DOCUMENT EXCERPT
However not a writer, I have to write about all the emotions I have pent up inside me in one form or another. Sometimes they are expressed through my artwork, and lots of times I will try to write a friend, whom recently has become very ill and cannot handle the stress of my writings. Before
that I wrote in a blog that was completely secret until I shared the website with a woman from my church where I USED to attend and she told everybody everything as if I was demonic
and had just come from hell. (Little did she know that we were all already here!) Then, the things
I need to write about sometimes are not very pretty, and nice, and good like the rest of the world wants to pretend the dream is all good. But my situation now stands here. How much should I share, how much can I portrait without being judged and ridiculed? Not that I care at all because I dont ususally give a damn about anything, but right now I have small children and I do care about them and how our "family" secrets would hurt them later. Espically if it has nothing to do with them, so I will write a book about my life, my art, and why? Lots of why's I am now starting to understand about myself and my art. Of course if you are searching you will find the answers.
My problem in life is about LOVE! Mostly about loving myself. And If I have troubles with that then one with any idea can see what problems can arrise from those circumstances.

EXERCISE INSTRUCTIONS
Please repeat part of the passage word for word, beginning at "My problem in" and stopping after "from those circumstances.".

RECORD EXTRACTS
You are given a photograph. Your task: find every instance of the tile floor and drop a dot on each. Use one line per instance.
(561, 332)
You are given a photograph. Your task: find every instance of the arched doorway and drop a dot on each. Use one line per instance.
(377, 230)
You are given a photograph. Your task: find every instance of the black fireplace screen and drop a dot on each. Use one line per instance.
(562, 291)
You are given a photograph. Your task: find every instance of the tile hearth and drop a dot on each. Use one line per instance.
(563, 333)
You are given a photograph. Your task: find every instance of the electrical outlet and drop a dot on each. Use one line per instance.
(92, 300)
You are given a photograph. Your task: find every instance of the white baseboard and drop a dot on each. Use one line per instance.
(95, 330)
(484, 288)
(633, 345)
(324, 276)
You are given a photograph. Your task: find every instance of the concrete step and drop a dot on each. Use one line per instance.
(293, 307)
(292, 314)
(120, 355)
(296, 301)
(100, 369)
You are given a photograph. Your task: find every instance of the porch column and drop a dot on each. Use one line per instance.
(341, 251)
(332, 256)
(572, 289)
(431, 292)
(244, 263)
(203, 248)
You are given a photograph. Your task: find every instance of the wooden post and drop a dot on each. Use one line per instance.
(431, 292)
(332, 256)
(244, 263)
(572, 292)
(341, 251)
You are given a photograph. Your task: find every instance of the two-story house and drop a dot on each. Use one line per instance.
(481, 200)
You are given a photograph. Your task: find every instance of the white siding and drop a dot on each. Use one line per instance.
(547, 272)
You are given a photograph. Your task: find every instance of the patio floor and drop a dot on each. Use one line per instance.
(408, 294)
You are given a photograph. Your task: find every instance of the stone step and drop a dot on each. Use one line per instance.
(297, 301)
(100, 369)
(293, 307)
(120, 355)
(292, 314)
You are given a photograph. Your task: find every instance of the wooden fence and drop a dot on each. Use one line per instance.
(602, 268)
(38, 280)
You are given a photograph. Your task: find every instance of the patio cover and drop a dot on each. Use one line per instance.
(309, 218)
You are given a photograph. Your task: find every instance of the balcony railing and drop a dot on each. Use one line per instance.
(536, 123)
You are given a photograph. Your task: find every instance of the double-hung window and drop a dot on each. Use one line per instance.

EXPECTED ANSWER
My problem in life is about LOVE! Mostly about loving myself. And If I have troubles with that then one with any idea can see what problems can arrise from those circumstances.